### YOUR ASSIGNMENT
Once the line containing "man in navy" is found, retype it and each line after it through the last entry below, word for word, and nothing else.

▼▼▼

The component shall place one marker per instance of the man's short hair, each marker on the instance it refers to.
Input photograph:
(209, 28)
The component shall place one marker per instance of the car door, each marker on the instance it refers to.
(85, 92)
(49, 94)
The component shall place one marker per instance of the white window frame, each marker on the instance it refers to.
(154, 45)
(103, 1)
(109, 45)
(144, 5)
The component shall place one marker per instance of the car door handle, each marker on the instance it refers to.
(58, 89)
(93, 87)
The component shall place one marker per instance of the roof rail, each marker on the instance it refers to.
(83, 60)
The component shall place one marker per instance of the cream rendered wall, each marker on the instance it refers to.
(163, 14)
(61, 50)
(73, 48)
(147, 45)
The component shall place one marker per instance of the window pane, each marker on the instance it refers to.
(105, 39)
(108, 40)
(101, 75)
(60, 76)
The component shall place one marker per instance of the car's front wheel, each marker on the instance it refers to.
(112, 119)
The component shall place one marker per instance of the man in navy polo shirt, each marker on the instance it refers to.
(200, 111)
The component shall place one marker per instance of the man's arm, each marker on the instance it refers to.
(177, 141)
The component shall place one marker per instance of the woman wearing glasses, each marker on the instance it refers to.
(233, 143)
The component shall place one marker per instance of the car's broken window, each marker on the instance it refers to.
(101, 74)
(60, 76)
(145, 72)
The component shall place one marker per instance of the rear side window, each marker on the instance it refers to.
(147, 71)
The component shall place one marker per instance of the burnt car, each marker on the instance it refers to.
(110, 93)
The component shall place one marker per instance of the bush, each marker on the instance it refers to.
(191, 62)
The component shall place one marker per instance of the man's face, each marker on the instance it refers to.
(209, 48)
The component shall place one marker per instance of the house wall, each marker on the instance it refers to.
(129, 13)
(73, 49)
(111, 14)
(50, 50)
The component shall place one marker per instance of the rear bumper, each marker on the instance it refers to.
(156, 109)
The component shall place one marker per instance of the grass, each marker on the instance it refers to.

▲▲▲

### OUTPUT OF THE EXERCISE
The component shall place one marker per instance of the man in navy polo shirt, each marker on the instance it refers to.
(200, 111)
The component shall place one marker per instance of the man's arm, each marker on the instance it refers to.
(177, 141)
The component shall place one marker per instance of the woman wearing glasses, each marker on the instance it refers to.
(233, 143)
The component shall place one marker per instance of the car's broken window, each marker on the instance it refers to.
(101, 74)
(60, 76)
(145, 72)
The component shall place one marker per instance of the rear side window, each marker on the instance it refers to.
(147, 71)
The component shall place one marker per instance of the burnt car, each marker on the instance it refers to.
(110, 93)
The component shall place one marker per instance of the bush, each marker on the instance it refers to.
(191, 62)
The component shall place one marker per instance of the man's face, each marker on the instance it refers to.
(209, 48)
The component shall place one marker per instance of the house wall, each marker on the instance it refers to.
(129, 13)
(73, 49)
(111, 14)
(50, 50)
The component shall place one marker per instance of the rear bumper, each marker on the instance it refers to.
(156, 109)
The component shall place one marker per instance of the grass, each marker on the instance it refers to.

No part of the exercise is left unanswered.